Stated goal
Reproduce the listing below, changing each "Observed" to "Marked" and leaving all other text unchanged. Omit the pictures from your output.
------------
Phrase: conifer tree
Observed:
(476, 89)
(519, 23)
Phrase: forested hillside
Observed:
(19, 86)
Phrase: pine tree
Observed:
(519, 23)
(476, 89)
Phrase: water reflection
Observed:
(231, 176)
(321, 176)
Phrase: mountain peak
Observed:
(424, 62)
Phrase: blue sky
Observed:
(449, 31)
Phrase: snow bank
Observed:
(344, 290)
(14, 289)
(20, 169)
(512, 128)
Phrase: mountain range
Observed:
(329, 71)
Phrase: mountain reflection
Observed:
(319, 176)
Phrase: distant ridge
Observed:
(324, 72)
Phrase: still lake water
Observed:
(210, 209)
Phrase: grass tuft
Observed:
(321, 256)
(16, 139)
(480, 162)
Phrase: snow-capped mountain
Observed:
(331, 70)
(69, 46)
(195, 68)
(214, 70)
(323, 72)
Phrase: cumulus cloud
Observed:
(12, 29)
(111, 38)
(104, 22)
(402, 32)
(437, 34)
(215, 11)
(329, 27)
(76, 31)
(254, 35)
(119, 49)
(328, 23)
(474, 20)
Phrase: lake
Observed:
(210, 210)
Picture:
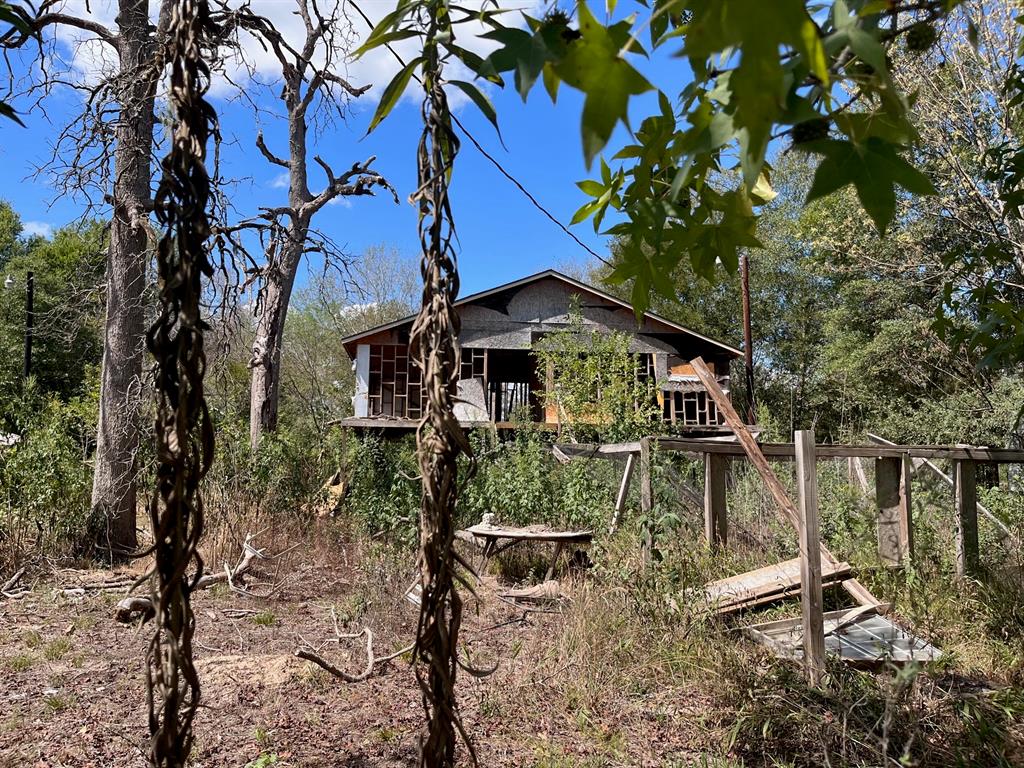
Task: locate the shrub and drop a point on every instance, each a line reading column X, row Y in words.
column 45, row 482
------------
Exercise response
Phrase: conifer tree
Marked:
(476, 89)
(519, 23)
Phrase: forested hillside
Marked:
(19, 86)
Phrase: pine tree
Marked:
(519, 23)
(476, 89)
Phrase: water reflection
Marked:
(231, 176)
(321, 176)
Phrase: mountain peak
Marked:
(424, 62)
Phrase: blue sky
Marked:
(449, 31)
Phrase: snow bank
Marked:
(344, 290)
(14, 289)
(20, 169)
(512, 128)
Phrase: mountain range
Marked:
(329, 71)
Phrase: mountain reflection
Marked:
(319, 176)
Phrase: distant ridge
Marked:
(324, 72)
Phrase: still lake water
Marked:
(210, 209)
Phrase: grass tuft
Marked:
(321, 256)
(16, 139)
(480, 162)
Phrase: snow-capped mountain
Marked:
(331, 70)
(69, 46)
(195, 68)
(214, 70)
(323, 72)
Phrase: cumulus cloud
Marked:
(12, 29)
(111, 38)
(104, 22)
(402, 32)
(437, 34)
(215, 11)
(329, 27)
(76, 31)
(254, 35)
(119, 49)
(328, 23)
(474, 20)
Phrase: lake
Marked:
(210, 210)
Picture:
Task: locate the shrub and drop a point on every instance, each a line reading column X, row Y in words.
column 45, row 482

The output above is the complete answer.